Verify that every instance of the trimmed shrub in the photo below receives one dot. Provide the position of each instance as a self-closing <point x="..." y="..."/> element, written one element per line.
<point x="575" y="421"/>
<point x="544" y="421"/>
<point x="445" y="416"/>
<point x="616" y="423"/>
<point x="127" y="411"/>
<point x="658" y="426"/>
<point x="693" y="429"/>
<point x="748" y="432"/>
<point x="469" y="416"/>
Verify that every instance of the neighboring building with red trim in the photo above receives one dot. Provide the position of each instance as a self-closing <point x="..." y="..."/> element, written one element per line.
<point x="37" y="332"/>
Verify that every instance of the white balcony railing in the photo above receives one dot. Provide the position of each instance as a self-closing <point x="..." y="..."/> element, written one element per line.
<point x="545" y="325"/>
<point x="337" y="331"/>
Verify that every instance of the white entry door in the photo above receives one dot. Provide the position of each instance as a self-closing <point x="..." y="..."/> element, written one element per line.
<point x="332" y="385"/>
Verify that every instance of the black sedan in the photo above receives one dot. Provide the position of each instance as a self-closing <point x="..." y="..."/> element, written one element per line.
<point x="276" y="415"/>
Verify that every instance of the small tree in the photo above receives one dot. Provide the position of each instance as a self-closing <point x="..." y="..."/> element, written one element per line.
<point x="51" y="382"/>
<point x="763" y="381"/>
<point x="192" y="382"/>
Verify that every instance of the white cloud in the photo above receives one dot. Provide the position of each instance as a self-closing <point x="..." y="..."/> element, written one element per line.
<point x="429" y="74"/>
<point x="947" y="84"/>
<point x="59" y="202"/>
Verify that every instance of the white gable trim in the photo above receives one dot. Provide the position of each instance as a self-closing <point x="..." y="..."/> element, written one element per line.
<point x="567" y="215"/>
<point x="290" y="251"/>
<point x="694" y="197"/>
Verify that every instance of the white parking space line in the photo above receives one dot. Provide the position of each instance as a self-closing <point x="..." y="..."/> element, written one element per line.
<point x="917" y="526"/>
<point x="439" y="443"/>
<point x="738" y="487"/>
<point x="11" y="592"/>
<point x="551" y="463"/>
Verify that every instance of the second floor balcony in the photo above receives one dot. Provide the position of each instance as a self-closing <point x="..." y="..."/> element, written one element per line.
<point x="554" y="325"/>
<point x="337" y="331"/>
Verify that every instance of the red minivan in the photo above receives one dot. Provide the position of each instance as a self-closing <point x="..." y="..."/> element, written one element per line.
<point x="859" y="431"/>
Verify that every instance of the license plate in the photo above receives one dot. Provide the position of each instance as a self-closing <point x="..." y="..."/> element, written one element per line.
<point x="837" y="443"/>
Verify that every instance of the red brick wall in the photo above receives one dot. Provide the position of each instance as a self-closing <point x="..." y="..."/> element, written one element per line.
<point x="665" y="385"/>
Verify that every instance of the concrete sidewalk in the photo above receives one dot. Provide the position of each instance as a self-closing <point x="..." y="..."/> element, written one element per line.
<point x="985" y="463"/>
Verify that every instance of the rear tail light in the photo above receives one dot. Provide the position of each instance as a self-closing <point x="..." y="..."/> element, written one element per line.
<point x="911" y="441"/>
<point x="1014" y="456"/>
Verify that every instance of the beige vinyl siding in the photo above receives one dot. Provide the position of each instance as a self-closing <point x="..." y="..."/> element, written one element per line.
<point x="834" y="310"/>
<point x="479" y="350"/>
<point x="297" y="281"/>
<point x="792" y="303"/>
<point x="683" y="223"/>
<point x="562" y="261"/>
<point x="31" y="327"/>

DO THIS |
Reproduce all the records above verbatim, line for line and in the same order.

EXERCISE ANSWER |
Verify that every instance of the trimmed shrub in the photo below receives one dot. Provide the position of each instance as a self-closing <point x="..." y="..."/> element, written one element per line.
<point x="575" y="421"/>
<point x="544" y="421"/>
<point x="445" y="416"/>
<point x="616" y="423"/>
<point x="127" y="411"/>
<point x="658" y="426"/>
<point x="693" y="429"/>
<point x="748" y="432"/>
<point x="469" y="416"/>
Verify that every instance of the neighboring building with red trim in the photo above receives one dot. Provide the position of each instance as a self-closing <point x="..." y="..."/> element, written one element per line.
<point x="37" y="332"/>
Verify that every instance of the white balcony railing in the photo above receives one dot. Provide the position of each instance as a self-closing <point x="..." y="..."/> element, written one element per line.
<point x="545" y="325"/>
<point x="337" y="331"/>
Verify that every instance of the white entry door in the photo above receives one dot. Provide the position of each instance as a self-closing <point x="..." y="..."/> element, written one element per line.
<point x="332" y="385"/>
Verify that every instance of the black sedan in the photo above receives one dot. Provide the position of each instance as a self-closing <point x="..." y="..."/> element, written one element per line.
<point x="276" y="415"/>
Verify that every instance of the small tree in the photo above receives one dot. Provide the position of each instance as a self-closing <point x="..." y="..."/> element, written one element per line.
<point x="51" y="382"/>
<point x="763" y="381"/>
<point x="192" y="382"/>
Verify that every instance of the white cloud in the photo above receives one dot. Provide the position of each instance as a self-closing <point x="..." y="..."/> element, written one element per line.
<point x="429" y="74"/>
<point x="947" y="84"/>
<point x="59" y="202"/>
Verify that every instance of the white gable trim in the photo above receives one dot. Provide the position of each instance as a self-closing <point x="..." y="..."/> element, written one element per line.
<point x="567" y="215"/>
<point x="290" y="251"/>
<point x="694" y="197"/>
Verify that every instance of the white parking space line in the photo above receives one dot. Provide the position of each instance as a self-closing <point x="..." y="..."/> element, written one element per line.
<point x="917" y="526"/>
<point x="439" y="443"/>
<point x="738" y="487"/>
<point x="11" y="592"/>
<point x="551" y="463"/>
Verify that every instance of the second floor balcony in the photo above receives one dot. Provide the position of each instance as a self-closing <point x="..." y="..."/> element, written one element per line.
<point x="554" y="325"/>
<point x="337" y="331"/>
Verify that every instance of the red minivan in the photo above receives one dot. Provide the position of each instance as a self-closing <point x="..." y="..."/> element, written one element per line.
<point x="859" y="431"/>
Verify that every instance of the license plate in the photo above receives one dot. Provide the position of each instance as a self-closing <point x="..." y="..."/> element, written one element per line.
<point x="837" y="443"/>
Verify that every instance of the red brick wall in the photo above receives one dot. Provide the position of each instance as a self-closing <point x="..." y="..."/> element, written one element per line.
<point x="665" y="385"/>
Verify that every instance of the concrete sidewalk in the photo above receives one dot. Provide the position of each instance as a self-closing <point x="..." y="..."/> element, written one element per line.
<point x="985" y="463"/>
Verify that every instance of the rear tail light in the photo above receives one dot. Provide the position of each instance as a self-closing <point x="..." y="..."/> element, written one element per line.
<point x="911" y="441"/>
<point x="1014" y="456"/>
Verify that every instance of the beige vinyl siding in the photo above receives one dot. Provide the position of each instance as a self-closing <point x="..." y="..."/> element, written one element per line.
<point x="834" y="310"/>
<point x="479" y="350"/>
<point x="297" y="281"/>
<point x="792" y="303"/>
<point x="683" y="223"/>
<point x="562" y="261"/>
<point x="31" y="327"/>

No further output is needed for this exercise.